BEGIN Extract provided

# I don't know how to say



## aloha-ya'll

Hola!
How would I say 'I don't know how to say' in really basic spanish. 
Context- '...and many other things that I don't know how to say.'
Ayudan por favor!


PS. Please write responses in english! I'm still a beginner at this. Gracias!


----------



## victoryvball10

well, i know that "no se" means i dont know.

sorry, thats all i know haha.


----------



## rq554

I don't know how to say = No se como decir


----------



## riglos

It'd be:

"... y muchas otras cosas que no sé decir."

Cheers!

Mara.-


----------



## morita8

I don't know how to say: Yo no se como decir
And many other things I don't know how to say: Y muchas otras cosas yo no se como decirlas


----------



## aloha-ya'll

uho! who's right here? I need to know for my exam tommorow. Which one would my teacher expect? I'm in a beginers spanish class. Ayudan! Gracias


----------



## rq554

'...and many other things that I don't know how to say.'
"...y muchas cosas mas que no se como decir"


----------



## morita8

I'm not sure I understand your message, but I'll try to figure it out somehow, 

who's right here?, quien esta ahi?

You better say: Yo no se como decir which means I don't know how to say


----------



## aloha-ya'll

What I was trying to ask was what would be the best way to say '...and many other things that I don't know how to say.'
I saw many different versions of this sentence in spanish and now I'm a bit confused which to use. Which would be most expected in a beginers spanish class? (i hope this made my question more clear) Thank you!

END Extract provided
BEGIN Dataset section

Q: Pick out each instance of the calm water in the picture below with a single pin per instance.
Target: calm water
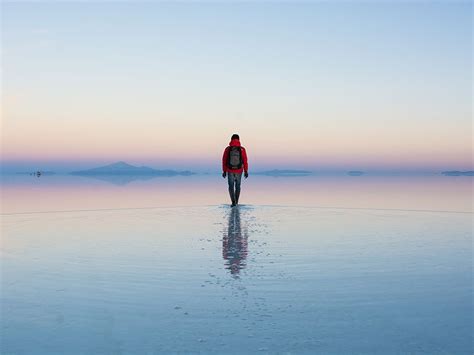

END Dataset section

Requirements =
1) Rewrite the stretch of the forum thread from "You better say: Yo" through "clear) Thank you!", substituting "uncertain" for "confused".
2) In the forum thread, what Spanish translation does riglos offer for '...and many other things that I don't know how to say'?

Responses per task =
1)
You better say: Yo no se como decir which means I don't know how to say


----------



## aloha-ya'll

What I was trying to ask was what would be the best way to say '...and many other things that I don't know how to say.'
I saw many different versions of this sentence in spanish and now I'm a bit uncertain which to use. Which would be most expected in a beginers spanish class? (i hope this made my question more clear) Thank you!

2) "... y muchas otras cosas que no sé decir."